YOUR ASSIGNMENT: Reproduce the records below exactly as they appear, omitting any pictures they contain.

Image-grounded pointing data:
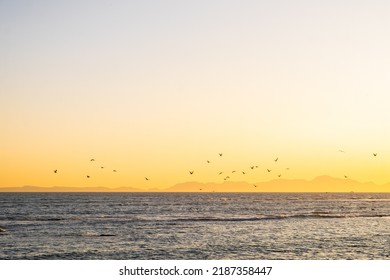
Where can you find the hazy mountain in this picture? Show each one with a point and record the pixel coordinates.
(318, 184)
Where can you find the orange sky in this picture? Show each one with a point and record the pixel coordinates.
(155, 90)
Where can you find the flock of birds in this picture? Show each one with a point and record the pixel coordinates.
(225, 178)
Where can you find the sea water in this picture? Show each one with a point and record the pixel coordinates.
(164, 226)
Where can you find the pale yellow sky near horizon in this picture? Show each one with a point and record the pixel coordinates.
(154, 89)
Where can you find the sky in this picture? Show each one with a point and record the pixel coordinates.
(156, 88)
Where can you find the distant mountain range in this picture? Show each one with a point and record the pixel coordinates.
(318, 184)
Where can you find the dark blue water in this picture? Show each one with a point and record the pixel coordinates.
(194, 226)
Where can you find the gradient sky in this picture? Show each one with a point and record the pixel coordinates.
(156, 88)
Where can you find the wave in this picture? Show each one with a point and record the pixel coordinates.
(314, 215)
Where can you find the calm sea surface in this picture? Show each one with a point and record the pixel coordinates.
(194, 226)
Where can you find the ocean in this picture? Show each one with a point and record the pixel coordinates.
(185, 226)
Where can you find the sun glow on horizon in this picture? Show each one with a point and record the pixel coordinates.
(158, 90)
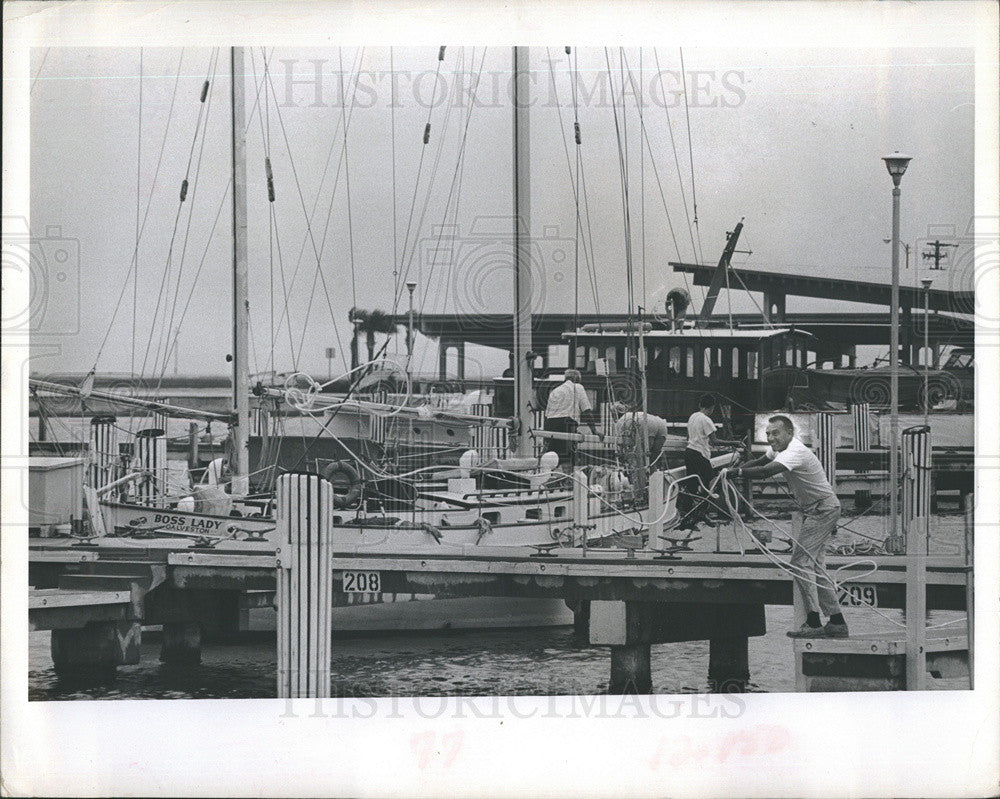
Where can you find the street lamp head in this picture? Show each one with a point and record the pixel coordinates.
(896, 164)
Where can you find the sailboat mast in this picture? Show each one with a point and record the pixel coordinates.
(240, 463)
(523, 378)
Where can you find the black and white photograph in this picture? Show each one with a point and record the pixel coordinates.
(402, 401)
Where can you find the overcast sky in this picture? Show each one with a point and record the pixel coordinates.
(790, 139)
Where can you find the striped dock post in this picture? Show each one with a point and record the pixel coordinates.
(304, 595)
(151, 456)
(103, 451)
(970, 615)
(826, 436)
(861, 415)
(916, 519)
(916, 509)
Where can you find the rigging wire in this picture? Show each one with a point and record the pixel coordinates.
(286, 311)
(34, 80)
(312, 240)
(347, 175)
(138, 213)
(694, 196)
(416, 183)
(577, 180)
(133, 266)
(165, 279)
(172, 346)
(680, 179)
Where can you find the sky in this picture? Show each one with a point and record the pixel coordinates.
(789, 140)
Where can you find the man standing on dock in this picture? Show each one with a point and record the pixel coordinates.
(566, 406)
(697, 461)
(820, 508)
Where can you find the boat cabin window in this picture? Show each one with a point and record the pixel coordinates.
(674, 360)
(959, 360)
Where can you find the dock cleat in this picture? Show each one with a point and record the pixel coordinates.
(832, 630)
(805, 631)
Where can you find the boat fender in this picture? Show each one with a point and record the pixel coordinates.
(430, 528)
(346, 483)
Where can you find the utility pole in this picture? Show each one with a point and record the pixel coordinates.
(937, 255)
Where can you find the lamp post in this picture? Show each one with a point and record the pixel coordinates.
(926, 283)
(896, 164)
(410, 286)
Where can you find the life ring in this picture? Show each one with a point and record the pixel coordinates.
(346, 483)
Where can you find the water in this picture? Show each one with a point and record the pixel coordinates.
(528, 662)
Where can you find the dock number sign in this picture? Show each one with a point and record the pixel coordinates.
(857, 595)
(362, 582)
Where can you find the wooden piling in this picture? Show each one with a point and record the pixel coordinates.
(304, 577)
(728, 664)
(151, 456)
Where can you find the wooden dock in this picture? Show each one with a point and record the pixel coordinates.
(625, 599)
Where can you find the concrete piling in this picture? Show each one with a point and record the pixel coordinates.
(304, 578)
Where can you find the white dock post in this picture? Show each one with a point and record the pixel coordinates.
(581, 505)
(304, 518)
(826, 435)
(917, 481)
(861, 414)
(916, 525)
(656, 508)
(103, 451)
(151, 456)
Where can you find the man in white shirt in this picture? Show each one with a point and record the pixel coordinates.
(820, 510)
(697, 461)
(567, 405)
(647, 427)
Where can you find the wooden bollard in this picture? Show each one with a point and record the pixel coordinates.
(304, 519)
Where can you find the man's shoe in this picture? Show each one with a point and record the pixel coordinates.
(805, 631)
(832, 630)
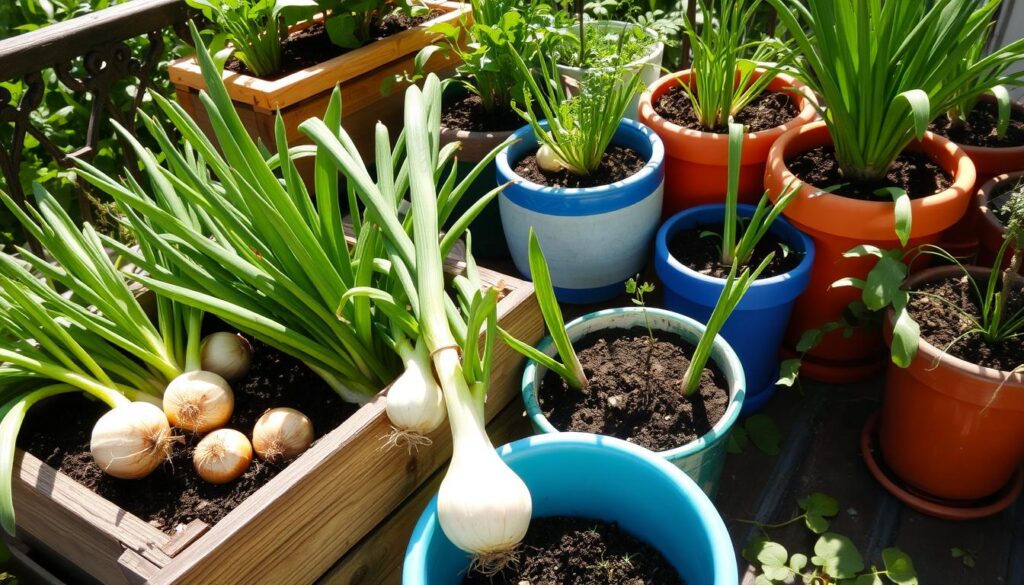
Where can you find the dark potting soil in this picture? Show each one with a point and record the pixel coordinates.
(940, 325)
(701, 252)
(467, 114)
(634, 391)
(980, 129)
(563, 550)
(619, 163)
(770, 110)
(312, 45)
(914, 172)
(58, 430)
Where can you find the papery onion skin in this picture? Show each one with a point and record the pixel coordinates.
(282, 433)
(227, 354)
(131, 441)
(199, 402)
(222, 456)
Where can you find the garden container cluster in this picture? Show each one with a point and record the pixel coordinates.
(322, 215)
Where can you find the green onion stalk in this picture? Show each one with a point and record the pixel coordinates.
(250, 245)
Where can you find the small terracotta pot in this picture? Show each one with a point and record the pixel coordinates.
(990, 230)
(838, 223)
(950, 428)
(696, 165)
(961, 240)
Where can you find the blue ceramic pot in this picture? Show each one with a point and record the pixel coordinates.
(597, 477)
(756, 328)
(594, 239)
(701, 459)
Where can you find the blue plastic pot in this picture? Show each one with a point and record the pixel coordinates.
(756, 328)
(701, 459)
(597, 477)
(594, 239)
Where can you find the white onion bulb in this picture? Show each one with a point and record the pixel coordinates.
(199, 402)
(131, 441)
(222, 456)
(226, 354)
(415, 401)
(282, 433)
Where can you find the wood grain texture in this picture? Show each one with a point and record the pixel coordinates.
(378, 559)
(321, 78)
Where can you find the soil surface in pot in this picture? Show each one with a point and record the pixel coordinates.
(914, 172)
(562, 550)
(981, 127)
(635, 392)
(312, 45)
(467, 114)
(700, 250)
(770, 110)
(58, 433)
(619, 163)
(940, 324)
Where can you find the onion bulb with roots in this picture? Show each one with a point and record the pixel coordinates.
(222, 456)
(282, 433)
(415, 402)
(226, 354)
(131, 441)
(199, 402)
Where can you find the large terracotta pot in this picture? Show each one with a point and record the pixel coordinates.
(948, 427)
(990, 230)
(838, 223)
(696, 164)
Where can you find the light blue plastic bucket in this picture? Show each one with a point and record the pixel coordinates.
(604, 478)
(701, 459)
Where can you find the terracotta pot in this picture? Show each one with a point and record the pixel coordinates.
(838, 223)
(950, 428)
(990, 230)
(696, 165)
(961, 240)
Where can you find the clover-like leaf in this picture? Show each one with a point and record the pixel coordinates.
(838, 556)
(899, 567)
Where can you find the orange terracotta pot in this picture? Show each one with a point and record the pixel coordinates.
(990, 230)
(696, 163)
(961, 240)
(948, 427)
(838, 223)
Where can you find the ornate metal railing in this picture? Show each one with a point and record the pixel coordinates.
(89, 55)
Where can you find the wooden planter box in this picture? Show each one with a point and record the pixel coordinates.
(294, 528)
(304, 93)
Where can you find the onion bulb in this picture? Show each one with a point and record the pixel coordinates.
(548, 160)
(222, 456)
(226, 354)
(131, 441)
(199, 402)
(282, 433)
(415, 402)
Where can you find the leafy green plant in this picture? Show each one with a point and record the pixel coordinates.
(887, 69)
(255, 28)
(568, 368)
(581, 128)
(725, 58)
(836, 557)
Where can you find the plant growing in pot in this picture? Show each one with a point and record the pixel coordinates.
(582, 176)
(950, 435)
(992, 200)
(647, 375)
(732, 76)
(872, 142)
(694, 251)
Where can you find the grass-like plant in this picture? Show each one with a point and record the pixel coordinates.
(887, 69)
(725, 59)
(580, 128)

RESPONSE:
Where can you find the hazy mountain in this picture? Show each one with a point and record the pixel coordinates.
(318, 184)
Where can you find the orange sky in this picture? Show each one with a point and record the pixel coordinates.
(155, 90)
Where can you find the flock of birds in this picture? Show each one with a point and record the pixel coordinates.
(225, 178)
Where can you find the sea water in this picture? Show each one with a point and record the pixel coordinates.
(164, 226)
Where can you find the pale yellow sky near horizon in this picture? Show each one with a point and record the pixel coordinates.
(154, 89)
Where can you find the sky in this picture? Show each one with a point and record the pixel coordinates.
(156, 88)
Where can you find the distant mountain range in this picture? Show each one with a point and record the pixel coordinates.
(318, 184)
Where can you find the dark blue water in this picture? Show each one with a point and record the pixel coordinates.
(194, 226)
Where can you find the gradient sky in this picture? Show each one with a point and record the pixel coordinates.
(156, 88)
Where can you find the wave in this picture? Show each one with a point and record the pixel coordinates.
(314, 215)
Where can you find the calm sea surface in this picture? Show each one with a point and record the pixel coordinates.
(194, 226)
Where can you find the ocean in this picture? Show each one with a point and record the pixel coordinates.
(185, 226)
Where can you find the sun glow on horizon in this picture? Show each one with a point and record the pixel coordinates.
(158, 90)
Where can you find the street lamp head in this picture? Show each one with a point and record the pixel coordinates.
(896, 164)
Where can you find the sailboat mast in this picture? Show each one with a point and record the pixel coordinates.
(240, 463)
(523, 378)
Where can you find the black and white photograph in this picture? Show each one with a point and record the pixel coordinates.
(402, 401)
Where can you find the overcast sky in this picture? Show each one with a point and record the pixel coordinates.
(790, 139)
Where can you find the striped dock post in this picture? Show each one with a point and record the pixel coordinates.
(304, 595)
(151, 456)
(103, 451)
(970, 615)
(826, 436)
(861, 415)
(916, 519)
(916, 509)
Where can you find the rigging wire in this picture? Show each one with a point and record the pixel coordinates.
(286, 311)
(34, 80)
(312, 240)
(347, 175)
(138, 213)
(694, 196)
(416, 183)
(577, 180)
(133, 266)
(165, 279)
(172, 346)
(680, 179)
Where can you find the sky in this picture? Show each one with a point and record the pixel coordinates.
(789, 140)
Where can you find the man standing on dock in this picture? Show each one with a point and record the pixel coordinates.
(566, 406)
(697, 461)
(820, 508)
Where can you find the boat cabin window in this picture? Show each one with a point and record the pixel coordinates.
(674, 360)
(959, 360)
Where can you find the dock cleat in this picture? Show each one with a point and record the pixel coordinates.
(832, 630)
(805, 631)
Where can you find the boat fender in this picture? Show each one with a point and record the pixel coordinates.
(430, 528)
(346, 483)
Where can you find the utility pole in this picture? Show each one with a point and record the pixel coordinates.
(937, 255)
Where can you find the lamp post in this picture? Show each one with a point and record the pixel coordinates.
(926, 283)
(896, 164)
(410, 286)
Where can you find the life ring in this picture? Show each one with a point and record the pixel coordinates.
(346, 483)
Where can you find the water in this picture? Show each one with a point and record the pixel coordinates.
(528, 662)
Where can you find the dock number sign in this picture? Show each one with a point and record the pixel coordinates.
(857, 595)
(362, 582)
Where can you find the wooden piling in this picture? Show each one with a point and record the pixel coordinates.
(304, 577)
(728, 664)
(151, 456)
Where can you find the wooden dock in this picture? Show each one with a point and record the pixel coordinates.
(625, 599)
Where can you find the concrete piling in this picture? Show each one with a point and record the pixel coordinates.
(304, 578)
Where can you find the white dock post in this picture? Show each one with a point and record the pixel coordinates.
(581, 505)
(304, 518)
(826, 435)
(917, 481)
(861, 414)
(916, 525)
(656, 508)
(103, 451)
(151, 456)
Where can you find the man in white shirt in this picture? Show each one with a point and record the pixel coordinates.
(820, 510)
(697, 461)
(567, 405)
(647, 427)
Where can you find the wooden bollard in this picture? Show each one with a point and record the pixel coordinates.
(304, 519)
Where can you find the man's shoe in this picture? Show each one with a point and record the pixel coordinates.
(805, 631)
(832, 630)
Where can you find the dark potting soil in this picture? Show each one with a point and record the pixel coordinates.
(940, 325)
(701, 252)
(467, 114)
(634, 391)
(980, 129)
(563, 550)
(619, 163)
(770, 110)
(312, 45)
(914, 172)
(58, 430)
Where can you find the papery onion skin in this picture? Show each one with a point and record the pixel coordinates.
(282, 433)
(227, 354)
(131, 441)
(199, 402)
(222, 456)
Where can you find the garden container cluster in this picture? Show each one with a point and record the pixel coordinates.
(322, 215)
Where can you find the green onion stalk in this picture? Show each one with a point and record the pixel coordinates.
(250, 245)
Where can you find the small terracotta pot in this picture? Show each one with a point and record the pixel coordinates.
(990, 230)
(838, 223)
(950, 428)
(696, 165)
(961, 240)
Where can you find the blue ceramic pot in this picture? Show each one with a point and record the pixel coordinates.
(597, 477)
(756, 328)
(594, 239)
(701, 459)
Where can you find the blue plastic pot in this picture? Show each one with a point and record the pixel coordinates.
(756, 328)
(701, 459)
(597, 477)
(594, 239)
Where can you find the white onion bulb in this picture? Show each one with a point and record the pixel coordinates.
(199, 402)
(131, 441)
(222, 456)
(226, 354)
(415, 401)
(282, 433)
Where can you find the wood grain texture in this picture? Show each one with a point and record the pixel coordinates.
(378, 559)
(321, 78)
Where can you find the soil surface in pot in this picture? Show each one with a point and record the pixel coordinates.
(914, 172)
(562, 550)
(981, 127)
(635, 392)
(312, 45)
(467, 114)
(700, 250)
(770, 110)
(58, 433)
(619, 163)
(940, 324)
Where can you find the onion bulb with roots in this picture? Show each one with a point and record the pixel coordinates.
(222, 456)
(282, 433)
(415, 402)
(226, 354)
(131, 441)
(199, 402)
Where can you find the large terracotta pot in this picture? Show each one with a point and record the pixel coordinates.
(948, 427)
(990, 230)
(838, 223)
(696, 164)
Where can you find the light blue plastic bucket in this picture? Show each one with a point and record the pixel coordinates.
(604, 478)
(701, 459)
Where can you find the terracotta pot in this picture? Show each one with a point and record the pixel coordinates.
(838, 223)
(950, 428)
(990, 230)
(696, 165)
(961, 240)
Where can you find the clover-like leaf in this picture? Show each one with a point and record the pixel coordinates.
(838, 556)
(899, 567)
Where can you find the orange terracotta pot in this picture? Show each one with a point and record the pixel coordinates.
(990, 230)
(696, 163)
(961, 240)
(948, 427)
(838, 223)
Where can you find the ornate metal railing in this picture? Show each one with a point and record the pixel coordinates.
(89, 55)
Where can you find the wooden planter box in this picture? Show each one with a point and record the pixel coordinates.
(294, 528)
(304, 93)
Where can you find the onion bulb in this picture? Show each one with a point and record the pixel coordinates.
(548, 160)
(222, 456)
(226, 354)
(131, 441)
(199, 402)
(282, 433)
(415, 402)
Where can you find the leafy green plant in this picture? Show each one with a point and record the pixel coordinates.
(887, 69)
(255, 28)
(568, 368)
(581, 128)
(725, 58)
(836, 557)
Where can you find the plant growing in pot in this picture? Show each one with a point and record the pixel coordinates.
(582, 176)
(950, 435)
(992, 200)
(647, 375)
(732, 76)
(872, 142)
(694, 251)
Where can you find the grass-like plant in this picture? Show each one with a point and record the pixel coordinates.
(887, 69)
(725, 59)
(580, 128)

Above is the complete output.